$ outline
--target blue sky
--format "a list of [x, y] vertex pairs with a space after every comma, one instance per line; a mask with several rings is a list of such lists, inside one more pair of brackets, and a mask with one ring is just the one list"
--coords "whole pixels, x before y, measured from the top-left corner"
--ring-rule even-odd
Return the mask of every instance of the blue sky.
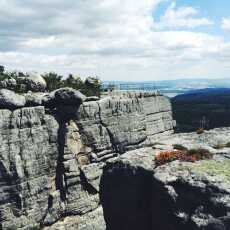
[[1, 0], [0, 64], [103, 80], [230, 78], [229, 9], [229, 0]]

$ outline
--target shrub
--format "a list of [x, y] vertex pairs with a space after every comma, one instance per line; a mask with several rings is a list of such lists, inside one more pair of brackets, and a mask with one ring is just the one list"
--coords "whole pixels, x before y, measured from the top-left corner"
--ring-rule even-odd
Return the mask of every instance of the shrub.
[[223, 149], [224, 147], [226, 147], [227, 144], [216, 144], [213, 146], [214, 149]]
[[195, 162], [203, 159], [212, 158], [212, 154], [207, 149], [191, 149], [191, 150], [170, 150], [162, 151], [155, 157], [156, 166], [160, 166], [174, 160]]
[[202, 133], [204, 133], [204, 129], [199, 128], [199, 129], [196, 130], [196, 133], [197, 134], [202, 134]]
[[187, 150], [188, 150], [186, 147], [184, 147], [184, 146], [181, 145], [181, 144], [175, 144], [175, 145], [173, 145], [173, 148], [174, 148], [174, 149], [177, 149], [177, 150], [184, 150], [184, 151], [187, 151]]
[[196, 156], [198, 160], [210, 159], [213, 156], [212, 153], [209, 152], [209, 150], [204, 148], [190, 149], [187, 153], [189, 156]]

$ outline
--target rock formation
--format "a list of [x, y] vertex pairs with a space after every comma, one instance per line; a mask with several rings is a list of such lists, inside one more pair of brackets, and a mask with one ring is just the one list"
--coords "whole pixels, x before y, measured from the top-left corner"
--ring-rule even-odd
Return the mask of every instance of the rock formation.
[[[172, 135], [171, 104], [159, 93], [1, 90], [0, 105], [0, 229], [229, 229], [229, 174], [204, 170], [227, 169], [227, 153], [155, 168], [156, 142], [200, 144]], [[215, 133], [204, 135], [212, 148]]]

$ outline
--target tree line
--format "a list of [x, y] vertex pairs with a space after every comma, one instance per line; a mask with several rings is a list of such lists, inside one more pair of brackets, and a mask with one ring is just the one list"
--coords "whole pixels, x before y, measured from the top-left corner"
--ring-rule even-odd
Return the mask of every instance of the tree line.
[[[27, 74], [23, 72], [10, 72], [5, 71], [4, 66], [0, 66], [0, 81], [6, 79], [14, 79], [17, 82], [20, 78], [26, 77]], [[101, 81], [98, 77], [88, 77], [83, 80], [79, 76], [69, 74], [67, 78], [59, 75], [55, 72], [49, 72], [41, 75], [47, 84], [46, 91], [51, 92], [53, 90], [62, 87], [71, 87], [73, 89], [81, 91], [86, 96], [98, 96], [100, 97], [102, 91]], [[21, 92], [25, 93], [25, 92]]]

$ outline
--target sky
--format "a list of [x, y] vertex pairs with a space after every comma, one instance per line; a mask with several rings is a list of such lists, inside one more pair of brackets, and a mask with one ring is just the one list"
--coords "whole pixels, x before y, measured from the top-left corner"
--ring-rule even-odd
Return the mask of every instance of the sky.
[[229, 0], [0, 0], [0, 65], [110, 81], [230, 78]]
...
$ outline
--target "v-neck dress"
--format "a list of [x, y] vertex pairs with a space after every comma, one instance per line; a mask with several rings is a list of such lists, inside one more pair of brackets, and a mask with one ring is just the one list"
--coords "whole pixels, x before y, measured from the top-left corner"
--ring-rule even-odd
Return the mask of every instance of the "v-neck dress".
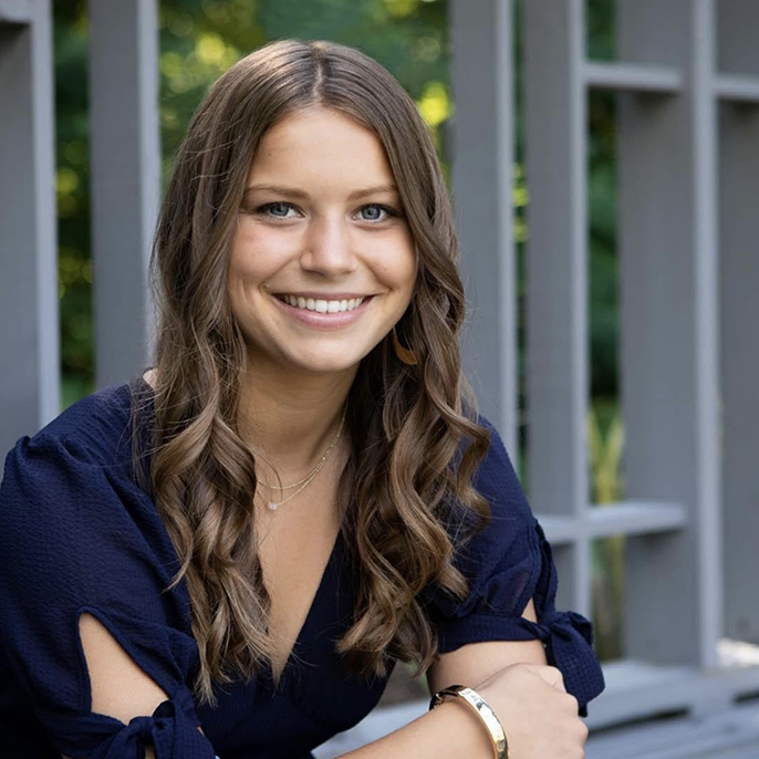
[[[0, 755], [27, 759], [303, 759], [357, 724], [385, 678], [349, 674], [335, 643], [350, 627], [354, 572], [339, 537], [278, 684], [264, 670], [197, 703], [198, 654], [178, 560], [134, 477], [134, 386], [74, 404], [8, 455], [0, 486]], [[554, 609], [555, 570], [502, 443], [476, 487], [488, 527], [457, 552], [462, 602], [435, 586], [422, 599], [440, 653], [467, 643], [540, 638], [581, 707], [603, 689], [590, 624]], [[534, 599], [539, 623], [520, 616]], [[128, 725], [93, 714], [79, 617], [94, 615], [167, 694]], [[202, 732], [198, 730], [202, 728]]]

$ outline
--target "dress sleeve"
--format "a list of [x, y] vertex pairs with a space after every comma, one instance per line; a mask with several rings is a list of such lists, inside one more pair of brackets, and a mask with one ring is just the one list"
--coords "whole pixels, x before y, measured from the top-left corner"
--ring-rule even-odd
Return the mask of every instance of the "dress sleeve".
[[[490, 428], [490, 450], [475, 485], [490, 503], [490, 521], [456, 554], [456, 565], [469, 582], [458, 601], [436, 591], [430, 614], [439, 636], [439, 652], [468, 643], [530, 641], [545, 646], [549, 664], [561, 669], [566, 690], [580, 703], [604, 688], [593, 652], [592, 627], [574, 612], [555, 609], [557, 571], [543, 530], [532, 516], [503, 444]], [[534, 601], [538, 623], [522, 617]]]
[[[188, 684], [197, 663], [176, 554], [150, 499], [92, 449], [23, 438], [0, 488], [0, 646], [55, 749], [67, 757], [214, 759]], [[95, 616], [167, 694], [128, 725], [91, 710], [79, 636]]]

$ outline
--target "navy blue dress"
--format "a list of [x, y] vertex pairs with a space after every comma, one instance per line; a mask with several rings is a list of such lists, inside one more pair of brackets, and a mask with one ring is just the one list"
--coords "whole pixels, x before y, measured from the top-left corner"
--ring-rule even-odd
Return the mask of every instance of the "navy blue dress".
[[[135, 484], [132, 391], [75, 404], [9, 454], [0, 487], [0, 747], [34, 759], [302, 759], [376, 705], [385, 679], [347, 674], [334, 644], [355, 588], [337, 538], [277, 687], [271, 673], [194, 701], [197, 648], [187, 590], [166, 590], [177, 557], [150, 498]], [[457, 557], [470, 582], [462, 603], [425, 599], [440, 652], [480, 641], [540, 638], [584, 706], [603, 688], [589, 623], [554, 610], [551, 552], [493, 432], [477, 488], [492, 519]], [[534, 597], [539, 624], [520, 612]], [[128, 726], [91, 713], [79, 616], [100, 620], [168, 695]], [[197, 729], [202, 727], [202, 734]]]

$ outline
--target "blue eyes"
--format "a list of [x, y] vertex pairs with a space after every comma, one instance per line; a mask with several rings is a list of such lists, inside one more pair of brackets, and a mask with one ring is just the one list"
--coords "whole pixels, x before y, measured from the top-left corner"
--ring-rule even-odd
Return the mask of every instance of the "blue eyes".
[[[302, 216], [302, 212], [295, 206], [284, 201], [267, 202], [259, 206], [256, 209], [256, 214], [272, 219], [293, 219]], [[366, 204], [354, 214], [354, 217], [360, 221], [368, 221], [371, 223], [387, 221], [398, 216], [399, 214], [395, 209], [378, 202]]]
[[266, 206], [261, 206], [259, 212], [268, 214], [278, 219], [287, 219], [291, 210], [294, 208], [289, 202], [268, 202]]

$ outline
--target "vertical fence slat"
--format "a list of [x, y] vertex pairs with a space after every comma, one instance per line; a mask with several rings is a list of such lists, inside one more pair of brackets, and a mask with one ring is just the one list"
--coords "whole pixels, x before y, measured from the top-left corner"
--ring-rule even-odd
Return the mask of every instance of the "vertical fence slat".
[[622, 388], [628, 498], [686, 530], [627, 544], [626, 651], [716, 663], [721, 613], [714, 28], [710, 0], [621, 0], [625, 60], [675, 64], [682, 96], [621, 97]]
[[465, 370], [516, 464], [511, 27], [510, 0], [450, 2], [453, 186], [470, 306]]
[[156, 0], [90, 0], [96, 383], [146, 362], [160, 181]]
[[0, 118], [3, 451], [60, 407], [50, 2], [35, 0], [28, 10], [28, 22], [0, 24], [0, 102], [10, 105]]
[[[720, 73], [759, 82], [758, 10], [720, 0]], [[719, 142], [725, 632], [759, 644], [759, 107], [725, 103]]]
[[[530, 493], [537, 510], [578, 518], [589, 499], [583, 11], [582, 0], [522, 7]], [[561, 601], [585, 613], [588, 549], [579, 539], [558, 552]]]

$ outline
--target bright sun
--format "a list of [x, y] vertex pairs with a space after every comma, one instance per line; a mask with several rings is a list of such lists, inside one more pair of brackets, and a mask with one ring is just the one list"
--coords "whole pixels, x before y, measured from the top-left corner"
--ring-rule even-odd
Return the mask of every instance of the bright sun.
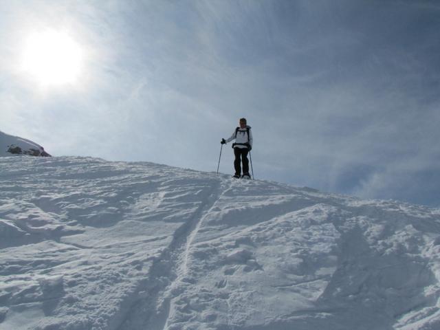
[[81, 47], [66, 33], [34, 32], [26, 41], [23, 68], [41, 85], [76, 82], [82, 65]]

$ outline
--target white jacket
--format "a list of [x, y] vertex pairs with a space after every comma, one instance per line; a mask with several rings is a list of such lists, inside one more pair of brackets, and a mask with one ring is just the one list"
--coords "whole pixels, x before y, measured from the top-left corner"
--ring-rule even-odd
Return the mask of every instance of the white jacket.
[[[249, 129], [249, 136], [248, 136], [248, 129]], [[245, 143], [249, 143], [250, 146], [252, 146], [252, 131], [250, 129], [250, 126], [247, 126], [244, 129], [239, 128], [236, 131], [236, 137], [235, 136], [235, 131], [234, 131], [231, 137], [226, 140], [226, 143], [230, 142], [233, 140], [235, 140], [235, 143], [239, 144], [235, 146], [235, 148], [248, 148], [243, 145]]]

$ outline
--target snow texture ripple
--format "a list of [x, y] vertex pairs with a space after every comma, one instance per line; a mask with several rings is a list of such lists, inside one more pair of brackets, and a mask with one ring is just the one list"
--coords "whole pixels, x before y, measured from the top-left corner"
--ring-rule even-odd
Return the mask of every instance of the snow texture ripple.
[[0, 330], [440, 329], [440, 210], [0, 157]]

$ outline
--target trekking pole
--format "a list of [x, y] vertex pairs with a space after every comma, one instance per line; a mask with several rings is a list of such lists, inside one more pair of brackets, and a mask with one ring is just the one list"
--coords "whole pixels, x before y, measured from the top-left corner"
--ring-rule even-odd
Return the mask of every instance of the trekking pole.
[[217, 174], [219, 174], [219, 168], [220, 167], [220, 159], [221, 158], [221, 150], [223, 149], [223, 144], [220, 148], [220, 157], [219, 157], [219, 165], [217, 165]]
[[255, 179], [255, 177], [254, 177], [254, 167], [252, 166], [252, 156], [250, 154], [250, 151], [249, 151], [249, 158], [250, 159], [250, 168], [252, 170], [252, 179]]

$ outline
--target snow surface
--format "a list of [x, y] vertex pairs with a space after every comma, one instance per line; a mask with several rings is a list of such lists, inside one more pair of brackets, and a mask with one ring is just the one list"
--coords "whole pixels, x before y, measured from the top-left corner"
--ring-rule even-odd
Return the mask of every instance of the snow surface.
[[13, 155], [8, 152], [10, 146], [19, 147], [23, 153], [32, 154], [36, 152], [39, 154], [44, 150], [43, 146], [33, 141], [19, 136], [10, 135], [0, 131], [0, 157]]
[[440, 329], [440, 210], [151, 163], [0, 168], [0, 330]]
* * *
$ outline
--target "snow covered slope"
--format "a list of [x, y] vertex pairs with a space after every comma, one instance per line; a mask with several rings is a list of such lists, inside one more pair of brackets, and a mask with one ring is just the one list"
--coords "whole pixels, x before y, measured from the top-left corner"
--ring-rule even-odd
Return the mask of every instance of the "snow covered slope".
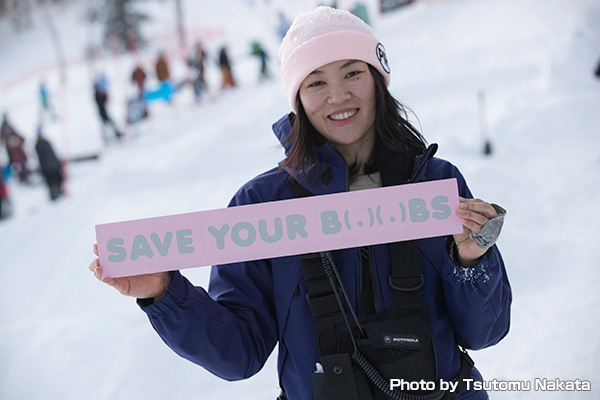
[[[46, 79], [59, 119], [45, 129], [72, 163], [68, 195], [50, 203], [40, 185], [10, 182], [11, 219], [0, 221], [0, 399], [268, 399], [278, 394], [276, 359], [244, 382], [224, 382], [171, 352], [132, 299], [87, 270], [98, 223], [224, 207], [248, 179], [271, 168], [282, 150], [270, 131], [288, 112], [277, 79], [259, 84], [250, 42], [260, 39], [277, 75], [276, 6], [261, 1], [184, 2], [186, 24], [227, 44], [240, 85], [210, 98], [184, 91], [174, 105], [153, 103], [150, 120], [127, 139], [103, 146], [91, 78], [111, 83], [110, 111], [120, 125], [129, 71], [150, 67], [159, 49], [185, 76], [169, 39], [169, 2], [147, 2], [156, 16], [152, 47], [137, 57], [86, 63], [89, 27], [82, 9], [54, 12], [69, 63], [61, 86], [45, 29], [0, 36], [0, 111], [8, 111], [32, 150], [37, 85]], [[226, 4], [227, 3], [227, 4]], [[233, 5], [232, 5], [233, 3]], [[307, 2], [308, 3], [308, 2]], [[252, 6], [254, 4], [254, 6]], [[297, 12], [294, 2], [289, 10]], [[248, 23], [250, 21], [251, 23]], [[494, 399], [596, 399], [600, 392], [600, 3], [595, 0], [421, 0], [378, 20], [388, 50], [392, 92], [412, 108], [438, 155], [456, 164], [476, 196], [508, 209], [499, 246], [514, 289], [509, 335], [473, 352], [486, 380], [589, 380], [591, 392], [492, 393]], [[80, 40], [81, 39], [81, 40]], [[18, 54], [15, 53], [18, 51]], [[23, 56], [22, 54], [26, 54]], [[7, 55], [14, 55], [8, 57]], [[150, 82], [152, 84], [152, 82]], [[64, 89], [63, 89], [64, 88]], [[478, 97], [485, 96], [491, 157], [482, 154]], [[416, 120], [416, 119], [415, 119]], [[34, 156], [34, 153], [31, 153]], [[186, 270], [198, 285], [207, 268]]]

__DIRECTION__
Extract every line of the listing above that contains the string "slope", treating uppercase and lowercase letters as different.

__SOLUTION TO THIS EXERCISE__
--target "snow covered slope"
Return the mask of every instance of the "snow covered slope".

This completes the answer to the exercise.